• _DATASET RECORDS_
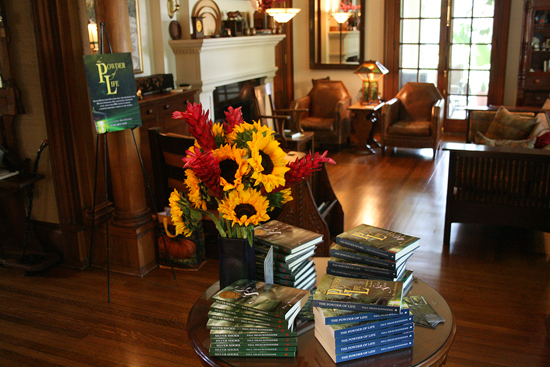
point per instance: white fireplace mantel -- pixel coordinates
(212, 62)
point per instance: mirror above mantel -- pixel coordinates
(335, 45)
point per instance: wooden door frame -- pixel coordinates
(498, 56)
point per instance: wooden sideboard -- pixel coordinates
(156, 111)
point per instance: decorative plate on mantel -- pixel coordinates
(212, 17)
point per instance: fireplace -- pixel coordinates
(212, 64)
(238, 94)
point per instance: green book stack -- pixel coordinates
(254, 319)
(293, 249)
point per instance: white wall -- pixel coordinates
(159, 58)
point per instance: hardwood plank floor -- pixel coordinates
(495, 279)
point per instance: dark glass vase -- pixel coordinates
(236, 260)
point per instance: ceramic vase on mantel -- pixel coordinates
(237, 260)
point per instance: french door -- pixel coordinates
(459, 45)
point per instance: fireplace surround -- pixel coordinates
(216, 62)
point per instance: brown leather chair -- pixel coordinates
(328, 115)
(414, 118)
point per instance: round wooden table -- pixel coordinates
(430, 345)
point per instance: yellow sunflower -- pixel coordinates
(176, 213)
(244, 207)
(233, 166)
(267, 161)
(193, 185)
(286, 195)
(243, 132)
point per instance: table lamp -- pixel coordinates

• _EXERCISE OBJECTIVE_
Give back the records word for word, without their pictures.

• _TASK RESULT_
point per instance: white fireplace mantel -- pixel coordinates
(212, 62)
point per instance: mirror above mantel -- pixel coordinates
(335, 45)
point per instance: wooden door frame -- pixel coordinates
(498, 56)
point per instance: wooden sideboard -- pixel coordinates
(156, 111)
point per instance: decorative plate on mantel -- pixel coordinates
(212, 17)
point per instance: fireplace -- pixel coordinates
(212, 64)
(238, 94)
point per instance: green book stack -- pixel coordinates
(254, 319)
(293, 249)
point per instance: white wall -- pixel coordinates
(159, 58)
point per instance: hardwood plank floor -- pixel coordinates
(495, 279)
point per instance: dark glass vase -- pixel coordinates
(236, 260)
point per instance: ceramic vase on mantel -- pixel coordinates
(237, 260)
point per instance: french door -- pixel coordinates
(459, 45)
point per instance: fireplace surround -- pixel coordinates
(216, 62)
point per instance: brown leather chair -- pixel coordinates
(328, 115)
(414, 118)
point per instance: round wooden table -- pixel coordinates
(430, 345)
point per instance: yellow sunflower -- pixel coordinates
(176, 213)
(244, 207)
(233, 166)
(267, 161)
(193, 185)
(286, 195)
(243, 132)
point per instance: table lamp -- pixel coordinates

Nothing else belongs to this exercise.